*** Opening SELECTED PASSAGE ***

Improved sequencing technology has provided researchers with the tools to assess the genomic and transcriptomic landscape of tumour specimens at high resolution. The information gained from these mapping exercises could provide important insights into tumour-initiating events and how a tumour might evolve. Therefore, Marco Marra, Samuel Aparicio and colleagues sequenced the genome and transcriptome from a primary and a metastatic oestrogen receptor-α-positive lobular breast tumour from the same patient.

Shah, Morin and colleagues used paired-end sequencing to find, and Sanger re-sequencing or fluorescence in situ hybridization to validate, single nucleotide variations (SNVs), insertions and deletions, gene fusions, translocations, inversions and copy number variations in DNA from the tumour samples. In the metastatic tumour, they found a low-level amplification of the insulin receptor ( INSR ), which had not previously been described. They also found 405 new coding non-synonymous SNVs that were not found in the normal tissue of the patient, 32 of which were found to be new non-synonymous coding somatic point mutations. Moreover, of 9 of these somatic point mutations, none were found in 112 lobular and 90 ductal breast tumour samples, although some similarities were observed. For example, in the metastatic tumour, and lobular and ductal breast tumours they observed variants and deletions affecting the coding region of the ERBB2 kinase domain, as well as truncations of HAUS3 , which encodes a subunit of the augmin complex that regulates kinetochore attachment and centrosome morphogenesis.

*** Closing SELECTED PASSAGE ***

• **REQUIRED ACTION 1**: List every gene the passage on sequencing breast tumors names.
• **REQUIRED ACTION 2**: Resume the passage on sequencing breast tumors after its last sentence.

*** Opening GIVEN ENTRIES ***

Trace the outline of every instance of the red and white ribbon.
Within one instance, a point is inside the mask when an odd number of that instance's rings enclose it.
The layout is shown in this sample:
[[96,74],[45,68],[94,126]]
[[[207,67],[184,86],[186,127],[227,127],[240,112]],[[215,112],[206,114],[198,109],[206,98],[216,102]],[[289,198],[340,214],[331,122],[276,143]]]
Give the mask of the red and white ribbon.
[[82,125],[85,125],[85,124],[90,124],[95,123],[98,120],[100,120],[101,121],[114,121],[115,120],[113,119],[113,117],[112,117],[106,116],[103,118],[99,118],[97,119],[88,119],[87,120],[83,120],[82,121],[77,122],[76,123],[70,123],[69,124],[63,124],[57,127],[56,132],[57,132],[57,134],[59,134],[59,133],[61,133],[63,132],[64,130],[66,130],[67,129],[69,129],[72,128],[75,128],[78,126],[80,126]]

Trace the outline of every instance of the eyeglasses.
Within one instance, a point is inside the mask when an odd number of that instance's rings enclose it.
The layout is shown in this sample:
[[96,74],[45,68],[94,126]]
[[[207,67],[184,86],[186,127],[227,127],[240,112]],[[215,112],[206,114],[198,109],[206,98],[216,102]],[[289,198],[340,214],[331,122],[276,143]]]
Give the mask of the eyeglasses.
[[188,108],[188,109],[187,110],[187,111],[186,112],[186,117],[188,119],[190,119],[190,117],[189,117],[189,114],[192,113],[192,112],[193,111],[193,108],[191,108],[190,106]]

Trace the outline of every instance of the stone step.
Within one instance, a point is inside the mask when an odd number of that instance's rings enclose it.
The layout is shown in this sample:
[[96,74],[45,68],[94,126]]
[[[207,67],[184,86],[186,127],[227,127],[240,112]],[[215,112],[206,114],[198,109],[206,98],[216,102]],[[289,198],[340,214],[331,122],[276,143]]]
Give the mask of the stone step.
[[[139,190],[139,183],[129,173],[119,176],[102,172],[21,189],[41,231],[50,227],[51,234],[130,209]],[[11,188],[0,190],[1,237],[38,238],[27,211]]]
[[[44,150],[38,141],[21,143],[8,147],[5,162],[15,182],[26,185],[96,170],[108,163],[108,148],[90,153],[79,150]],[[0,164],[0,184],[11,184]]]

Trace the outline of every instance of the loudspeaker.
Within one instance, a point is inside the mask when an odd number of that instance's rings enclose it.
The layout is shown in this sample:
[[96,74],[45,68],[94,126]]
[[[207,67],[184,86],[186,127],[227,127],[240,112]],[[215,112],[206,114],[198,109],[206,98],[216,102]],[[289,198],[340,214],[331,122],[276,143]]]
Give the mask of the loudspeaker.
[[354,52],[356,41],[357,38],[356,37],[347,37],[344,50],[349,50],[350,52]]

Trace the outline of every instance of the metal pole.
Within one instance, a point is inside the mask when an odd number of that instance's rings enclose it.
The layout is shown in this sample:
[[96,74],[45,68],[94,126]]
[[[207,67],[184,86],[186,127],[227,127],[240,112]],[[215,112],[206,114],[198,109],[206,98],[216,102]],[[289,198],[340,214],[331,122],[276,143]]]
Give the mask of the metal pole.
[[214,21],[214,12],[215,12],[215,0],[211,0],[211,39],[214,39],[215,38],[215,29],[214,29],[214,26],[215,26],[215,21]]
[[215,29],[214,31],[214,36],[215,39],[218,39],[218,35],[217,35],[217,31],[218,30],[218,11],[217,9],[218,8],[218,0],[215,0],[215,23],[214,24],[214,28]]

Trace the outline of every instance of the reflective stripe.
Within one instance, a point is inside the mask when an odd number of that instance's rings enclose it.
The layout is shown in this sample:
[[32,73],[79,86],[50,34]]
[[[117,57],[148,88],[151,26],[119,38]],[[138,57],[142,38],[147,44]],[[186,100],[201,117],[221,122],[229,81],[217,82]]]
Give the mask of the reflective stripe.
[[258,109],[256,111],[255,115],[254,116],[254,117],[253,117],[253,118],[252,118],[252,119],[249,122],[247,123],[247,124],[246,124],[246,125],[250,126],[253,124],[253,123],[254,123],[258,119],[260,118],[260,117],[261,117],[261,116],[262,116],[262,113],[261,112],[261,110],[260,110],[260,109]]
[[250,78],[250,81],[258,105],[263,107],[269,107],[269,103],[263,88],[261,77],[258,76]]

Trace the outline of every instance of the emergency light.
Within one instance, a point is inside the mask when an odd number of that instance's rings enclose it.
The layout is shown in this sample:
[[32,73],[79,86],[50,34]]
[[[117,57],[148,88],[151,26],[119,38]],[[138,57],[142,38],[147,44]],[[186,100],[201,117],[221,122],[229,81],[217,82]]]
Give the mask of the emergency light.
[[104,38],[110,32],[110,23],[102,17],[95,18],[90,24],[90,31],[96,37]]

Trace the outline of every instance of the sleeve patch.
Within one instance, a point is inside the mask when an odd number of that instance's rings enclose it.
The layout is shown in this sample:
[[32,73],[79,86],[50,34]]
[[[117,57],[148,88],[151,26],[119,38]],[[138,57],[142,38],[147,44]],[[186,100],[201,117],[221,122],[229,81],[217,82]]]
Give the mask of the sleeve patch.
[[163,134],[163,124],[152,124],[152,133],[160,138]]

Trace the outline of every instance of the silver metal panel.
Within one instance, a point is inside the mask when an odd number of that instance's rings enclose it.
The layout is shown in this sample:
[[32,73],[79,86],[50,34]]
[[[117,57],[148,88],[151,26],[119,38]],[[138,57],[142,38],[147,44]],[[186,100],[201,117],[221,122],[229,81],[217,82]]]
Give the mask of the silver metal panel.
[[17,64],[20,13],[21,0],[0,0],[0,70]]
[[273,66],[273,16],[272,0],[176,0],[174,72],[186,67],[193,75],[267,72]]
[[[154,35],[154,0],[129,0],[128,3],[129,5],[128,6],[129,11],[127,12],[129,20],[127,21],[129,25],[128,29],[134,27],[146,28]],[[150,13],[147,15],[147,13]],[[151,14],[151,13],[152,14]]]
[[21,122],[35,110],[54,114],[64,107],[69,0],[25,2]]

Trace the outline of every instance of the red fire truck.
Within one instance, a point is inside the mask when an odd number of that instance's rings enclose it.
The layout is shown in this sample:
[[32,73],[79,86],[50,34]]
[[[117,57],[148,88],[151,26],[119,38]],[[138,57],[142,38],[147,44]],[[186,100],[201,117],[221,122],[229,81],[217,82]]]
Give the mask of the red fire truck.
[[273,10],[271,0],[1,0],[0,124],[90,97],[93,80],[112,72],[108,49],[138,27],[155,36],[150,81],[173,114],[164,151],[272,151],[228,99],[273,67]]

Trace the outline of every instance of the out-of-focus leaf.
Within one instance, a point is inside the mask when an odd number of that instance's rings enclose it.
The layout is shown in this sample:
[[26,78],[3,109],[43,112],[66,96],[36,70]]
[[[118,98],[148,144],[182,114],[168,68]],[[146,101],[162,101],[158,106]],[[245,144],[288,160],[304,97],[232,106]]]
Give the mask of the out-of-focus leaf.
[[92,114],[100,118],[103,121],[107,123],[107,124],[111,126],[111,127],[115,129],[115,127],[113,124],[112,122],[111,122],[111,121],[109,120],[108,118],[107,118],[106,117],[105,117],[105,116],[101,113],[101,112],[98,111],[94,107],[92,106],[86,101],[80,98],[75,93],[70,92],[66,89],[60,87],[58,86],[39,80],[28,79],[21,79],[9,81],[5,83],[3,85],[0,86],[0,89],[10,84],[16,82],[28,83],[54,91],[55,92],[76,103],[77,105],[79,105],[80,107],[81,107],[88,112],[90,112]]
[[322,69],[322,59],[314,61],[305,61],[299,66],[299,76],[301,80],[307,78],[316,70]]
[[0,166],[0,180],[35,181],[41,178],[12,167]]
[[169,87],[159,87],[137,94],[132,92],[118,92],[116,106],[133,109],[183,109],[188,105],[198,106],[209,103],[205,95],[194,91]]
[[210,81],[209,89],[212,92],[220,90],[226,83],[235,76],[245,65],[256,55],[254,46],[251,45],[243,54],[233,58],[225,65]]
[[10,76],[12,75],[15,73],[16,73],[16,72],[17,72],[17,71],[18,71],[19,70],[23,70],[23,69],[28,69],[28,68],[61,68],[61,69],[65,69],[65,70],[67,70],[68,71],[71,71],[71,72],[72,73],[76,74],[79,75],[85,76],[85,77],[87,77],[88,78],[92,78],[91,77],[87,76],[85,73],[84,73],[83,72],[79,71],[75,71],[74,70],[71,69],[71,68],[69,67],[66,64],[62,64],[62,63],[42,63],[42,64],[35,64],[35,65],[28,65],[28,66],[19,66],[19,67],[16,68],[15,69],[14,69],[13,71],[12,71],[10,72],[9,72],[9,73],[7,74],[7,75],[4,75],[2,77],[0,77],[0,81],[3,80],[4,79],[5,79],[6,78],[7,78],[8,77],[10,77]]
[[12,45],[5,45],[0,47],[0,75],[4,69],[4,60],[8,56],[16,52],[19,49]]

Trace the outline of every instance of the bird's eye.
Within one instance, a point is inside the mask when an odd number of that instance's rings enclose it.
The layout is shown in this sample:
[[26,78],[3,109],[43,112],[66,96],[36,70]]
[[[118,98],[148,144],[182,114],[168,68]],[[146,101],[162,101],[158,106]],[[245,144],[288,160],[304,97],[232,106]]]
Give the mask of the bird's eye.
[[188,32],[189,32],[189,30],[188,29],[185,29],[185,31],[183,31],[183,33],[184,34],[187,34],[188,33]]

*** Closing GIVEN ENTRIES ***

• **WRITTEN RESPONSE 1**: INSR, ERBB2, HAUS3

• **WRITTEN RESPONSE 2**:
The primary tumour arose 9 years earlier, and the authors sequenced the loci that contained 30 of the 32 somatic point mutations identified in the recurrent tumour. Although there was some degree of overlap, they observed varying levels of abundance of some mutations between the 2 tumours, and 19 of the recurrent tumour mutations were not detected in the primary tumour, indicating that substantial heterogeneity of somatic mutations exists in tumours. However, it was not determined whether this variation reflected the evolution of the disease and so a requirement for additional oncogenic mutation for tumour progression, or occurred as a result of treatment with radiotherapy.

Next, the authors assessed the transcriptome of the recurrent tumour using deep high-throughput sequencing for evidence of alternative splicing, biased allelic expression and RNA editing, which could further change the proteome. They found that ADAR , which encodes a major RNA-editing enzyme, was one of the top 5% of genes expressed, and they identified 3,122 candidate RNA-editing events, 536 of which were predicted to result in non-synonymous substitutions. This highlights an additional mechanism that could become deregulated in tumours to induce variation that might confer growth or survival advantages. Furthermore, the heterogeneity and variation that can be created at both the genomic and the transcriptomic level highlights the importance of integrating genomic, transcriptomic and proteomic analyses of tumours.